■ **What you need to do**: Please print every line of the listing, unchanged.

═══ Provided entries

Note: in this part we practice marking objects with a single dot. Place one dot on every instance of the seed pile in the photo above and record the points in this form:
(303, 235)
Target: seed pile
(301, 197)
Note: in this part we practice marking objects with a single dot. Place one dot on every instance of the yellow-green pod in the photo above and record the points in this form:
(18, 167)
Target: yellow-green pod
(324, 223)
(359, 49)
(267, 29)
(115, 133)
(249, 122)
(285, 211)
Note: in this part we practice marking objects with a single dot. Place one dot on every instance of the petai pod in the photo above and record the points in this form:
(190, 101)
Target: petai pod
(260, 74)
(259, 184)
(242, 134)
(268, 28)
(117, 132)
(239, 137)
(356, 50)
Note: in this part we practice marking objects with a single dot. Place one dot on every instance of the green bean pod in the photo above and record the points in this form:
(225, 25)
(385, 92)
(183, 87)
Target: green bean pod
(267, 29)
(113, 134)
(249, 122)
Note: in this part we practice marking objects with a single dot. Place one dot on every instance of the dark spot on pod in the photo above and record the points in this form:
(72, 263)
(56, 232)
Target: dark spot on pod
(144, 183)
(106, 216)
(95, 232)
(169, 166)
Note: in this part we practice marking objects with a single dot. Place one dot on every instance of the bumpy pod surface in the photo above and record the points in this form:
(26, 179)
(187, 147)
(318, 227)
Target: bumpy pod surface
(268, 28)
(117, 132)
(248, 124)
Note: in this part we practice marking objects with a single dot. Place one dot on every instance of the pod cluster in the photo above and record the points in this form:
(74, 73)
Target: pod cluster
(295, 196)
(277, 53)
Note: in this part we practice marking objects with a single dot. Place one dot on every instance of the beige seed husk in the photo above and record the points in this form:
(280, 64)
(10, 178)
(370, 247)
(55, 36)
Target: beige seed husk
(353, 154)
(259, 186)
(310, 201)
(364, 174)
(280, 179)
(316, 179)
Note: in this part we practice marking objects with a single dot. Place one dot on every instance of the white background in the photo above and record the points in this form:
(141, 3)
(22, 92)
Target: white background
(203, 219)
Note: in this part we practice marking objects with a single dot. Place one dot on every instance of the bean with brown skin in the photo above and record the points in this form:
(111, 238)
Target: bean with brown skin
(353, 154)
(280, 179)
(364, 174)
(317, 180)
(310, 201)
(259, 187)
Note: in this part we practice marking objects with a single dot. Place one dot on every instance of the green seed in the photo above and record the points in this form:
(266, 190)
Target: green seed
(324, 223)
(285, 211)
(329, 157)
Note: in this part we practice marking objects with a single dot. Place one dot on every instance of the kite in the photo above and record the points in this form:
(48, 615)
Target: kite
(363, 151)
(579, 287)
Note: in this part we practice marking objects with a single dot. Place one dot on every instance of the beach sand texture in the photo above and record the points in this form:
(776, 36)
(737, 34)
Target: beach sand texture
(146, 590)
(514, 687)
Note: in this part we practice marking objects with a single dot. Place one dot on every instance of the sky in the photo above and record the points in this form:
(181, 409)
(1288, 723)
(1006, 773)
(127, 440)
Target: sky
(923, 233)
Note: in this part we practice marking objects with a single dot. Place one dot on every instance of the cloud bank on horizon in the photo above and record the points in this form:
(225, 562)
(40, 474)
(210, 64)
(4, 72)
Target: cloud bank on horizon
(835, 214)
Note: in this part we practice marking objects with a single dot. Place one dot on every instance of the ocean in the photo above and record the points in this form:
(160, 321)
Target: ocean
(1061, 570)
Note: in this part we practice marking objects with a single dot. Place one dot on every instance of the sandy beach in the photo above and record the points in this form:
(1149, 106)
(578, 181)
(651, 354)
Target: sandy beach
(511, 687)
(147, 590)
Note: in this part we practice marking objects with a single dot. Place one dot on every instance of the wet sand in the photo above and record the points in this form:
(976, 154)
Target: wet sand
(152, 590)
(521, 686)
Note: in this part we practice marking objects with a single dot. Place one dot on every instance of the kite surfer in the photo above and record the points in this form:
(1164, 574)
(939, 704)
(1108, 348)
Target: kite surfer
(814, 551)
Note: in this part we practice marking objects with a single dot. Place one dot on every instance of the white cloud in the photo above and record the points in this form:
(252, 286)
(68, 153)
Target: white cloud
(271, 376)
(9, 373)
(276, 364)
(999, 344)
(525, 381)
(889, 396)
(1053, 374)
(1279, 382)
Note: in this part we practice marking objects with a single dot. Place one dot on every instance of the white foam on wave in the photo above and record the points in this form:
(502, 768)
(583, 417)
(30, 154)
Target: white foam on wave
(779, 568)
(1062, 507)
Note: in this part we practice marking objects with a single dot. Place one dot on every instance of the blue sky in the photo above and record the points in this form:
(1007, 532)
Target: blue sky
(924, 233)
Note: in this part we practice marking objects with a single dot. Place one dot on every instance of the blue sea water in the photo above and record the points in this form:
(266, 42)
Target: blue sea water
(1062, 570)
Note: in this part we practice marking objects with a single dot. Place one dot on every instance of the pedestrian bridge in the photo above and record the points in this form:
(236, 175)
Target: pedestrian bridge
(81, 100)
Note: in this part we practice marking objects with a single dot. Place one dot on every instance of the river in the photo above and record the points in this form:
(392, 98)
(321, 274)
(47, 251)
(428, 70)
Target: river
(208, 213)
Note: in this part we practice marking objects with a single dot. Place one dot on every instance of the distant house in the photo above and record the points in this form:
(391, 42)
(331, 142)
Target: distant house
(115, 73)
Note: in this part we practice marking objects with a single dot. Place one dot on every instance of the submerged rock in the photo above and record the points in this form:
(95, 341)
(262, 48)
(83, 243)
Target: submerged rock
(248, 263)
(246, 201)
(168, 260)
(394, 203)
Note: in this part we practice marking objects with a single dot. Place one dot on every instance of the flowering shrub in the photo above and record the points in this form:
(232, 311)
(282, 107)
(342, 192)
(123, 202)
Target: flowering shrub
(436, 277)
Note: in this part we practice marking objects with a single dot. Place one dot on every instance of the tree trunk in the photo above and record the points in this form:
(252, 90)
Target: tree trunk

══════

■ **Response to this task**:
Note: in this part we practice marking objects with a single dot. Place one dot on every instance of the seed pile in the photo above and record the points in this form:
(303, 235)
Target: seed pile
(301, 197)
Note: in this part we practice marking objects with a single dot. Place one dot on every instance of the yellow-green pod in the photo above and record the points in this form:
(18, 167)
Target: yellow-green pod
(324, 223)
(359, 49)
(267, 29)
(115, 133)
(249, 122)
(285, 211)
Note: in this part we practice marking objects with a single dot. Place one dot on every instance of the petai pod in the photo above and record the points in this form:
(190, 101)
Target: petai pod
(260, 74)
(259, 184)
(242, 134)
(268, 28)
(117, 132)
(239, 137)
(356, 50)
Note: in this part we practice marking objects with a single dot. Place one dot on every instance of the green bean pod in the photo above and record the points in this form:
(225, 25)
(385, 92)
(183, 87)
Target: green bean pod
(267, 29)
(113, 134)
(249, 122)
Note: in this part we practice marking objects with a single dot. Place one dot on every instance of the dark spot on pod in the photo above and record the points in this form:
(72, 263)
(56, 232)
Target: dark spot on pod
(144, 183)
(106, 216)
(95, 232)
(169, 166)
Note: in this part we practice marking objects with a single dot. Place one dot on every instance of the bumpy pod surface in the photo above and record the points in this form:
(26, 179)
(187, 147)
(318, 227)
Target: bumpy pod surface
(268, 28)
(117, 132)
(248, 124)
Note: in this part we practice marking objects with a single dot. Place one dot on every instance of the pod cluster in the photo above and record the points in this form:
(74, 73)
Target: pod cluster
(295, 196)
(277, 53)
Note: in this part we practice marking objects with a single dot. Place one dot on every instance of the beige seed husk in the photo above and record the points in this form:
(280, 64)
(10, 178)
(370, 247)
(55, 36)
Target: beige seed husk
(353, 154)
(259, 186)
(310, 201)
(364, 174)
(280, 179)
(316, 179)
Note: in this part we practice marking objects with a single dot. Place one dot on every instance of the white background in the photo above and record the points in this form:
(141, 3)
(22, 92)
Target: white background
(203, 219)
Note: in this part we practice marking objects with a single dot. Place one dot on every instance of the bean with brown skin in the photo above and record the points in this form:
(111, 238)
Target: bean with brown skin
(353, 154)
(280, 179)
(364, 174)
(317, 180)
(310, 201)
(259, 187)
Note: in this part we practice marking objects with a single dot. Place one dot on every instance of the green seed in the photo above and record the points in this form:
(266, 190)
Target: green seed
(324, 223)
(285, 211)
(329, 157)
Note: in this part we practice marking objects with a single dot. Place one dot on every instance of the kite in the photo above and record the points in this form:
(48, 615)
Target: kite
(363, 151)
(579, 287)
Note: in this part we practice marking objects with a single dot. Place one dot on every instance of the beach sand texture in the photo above and record the points in this form:
(776, 36)
(737, 34)
Target: beach sand texture
(146, 590)
(514, 687)
Note: in this part we practice marking objects with a single dot. Place one dot on every instance of the sky in the photo above and record the points in this form:
(181, 409)
(1288, 723)
(1006, 773)
(127, 440)
Target: sky
(923, 233)
Note: in this part we practice marking objects with a single dot. Place one dot on every instance of the cloud bank on horizon in the photo above and record the points in this form:
(225, 562)
(40, 474)
(210, 64)
(4, 72)
Target: cloud bank on horizon
(835, 214)
Note: in this part we practice marking objects with a single dot. Place one dot on every instance of the ocean in the photo above and record the points in this form:
(160, 321)
Target: ocean
(1061, 570)
Note: in this part we practice marking objects with a single dot. Place one dot on every instance of the sandy beach in the photo above and record the points in this form:
(1149, 106)
(578, 181)
(651, 354)
Target: sandy beach
(511, 687)
(147, 590)
Note: in this part we practice marking objects with a single dot. Place one dot on every instance of the wet sand in the photo above and record the points in this form:
(976, 154)
Target: wet sand
(152, 590)
(521, 686)
Note: in this part we practice marking objects with a single dot. Place one dot on every instance of the kite surfer in the photo above and record the points in this form:
(1164, 574)
(939, 704)
(1108, 348)
Target: kite surfer
(814, 551)
Note: in this part we practice marking objects with a single dot. Place one dot on every instance of the white cloud in the photo above and record the points in this form:
(252, 286)
(68, 153)
Target: white cloud
(271, 376)
(9, 373)
(276, 364)
(999, 344)
(525, 381)
(889, 396)
(1053, 374)
(1279, 382)
Note: in this part we practice marking objects with a single dot. Place one dot on every instance of the white foam on wave in the photo above and record the points in this form:
(502, 768)
(583, 417)
(30, 154)
Target: white foam on wave
(779, 568)
(1062, 507)
Note: in this part we practice marking objects with a single dot. Place one dot on every instance of the blue sky in the photo above and record the points in this form:
(1007, 532)
Target: blue sky
(924, 233)
Note: in this part we practice marking objects with a single dot. Place one dot on every instance of the blue sea water in the photo above and record the points in this form:
(266, 42)
Target: blue sea water
(1062, 570)
Note: in this part we practice marking objects with a single dot. Place one dot on every instance of the pedestrian bridge in the photo above and record the points in this form:
(236, 175)
Target: pedestrian bridge
(81, 100)
Note: in this part we practice marking objects with a single dot. Place one dot on every instance of the river in the photo above and record the points in this form:
(392, 98)
(321, 274)
(47, 251)
(428, 70)
Target: river
(208, 213)
Note: in this part we practice marking objects with a single dot. Place one dot on every instance of the distant house in the photo above and record the points in this form:
(391, 42)
(331, 142)
Target: distant house
(115, 73)
Note: in this part we practice marking objects with a single dot. Place one dot on every instance of the submerged rock in the photo above and record the points in this form:
(95, 341)
(262, 48)
(83, 243)
Target: submerged rock
(248, 263)
(246, 201)
(168, 260)
(394, 203)
Note: in this part we practice marking objects with a single dot. Place one dot on every instance of the flowering shrub in the photo above and record the points in this form:
(232, 311)
(282, 107)
(342, 192)
(123, 202)
Target: flowering shrub
(436, 277)
Note: in this part we practice marking objects with a single dot. Place one dot on every instance of the tree trunk in the photo above and record the points in this form:
(252, 90)
Target: tree trunk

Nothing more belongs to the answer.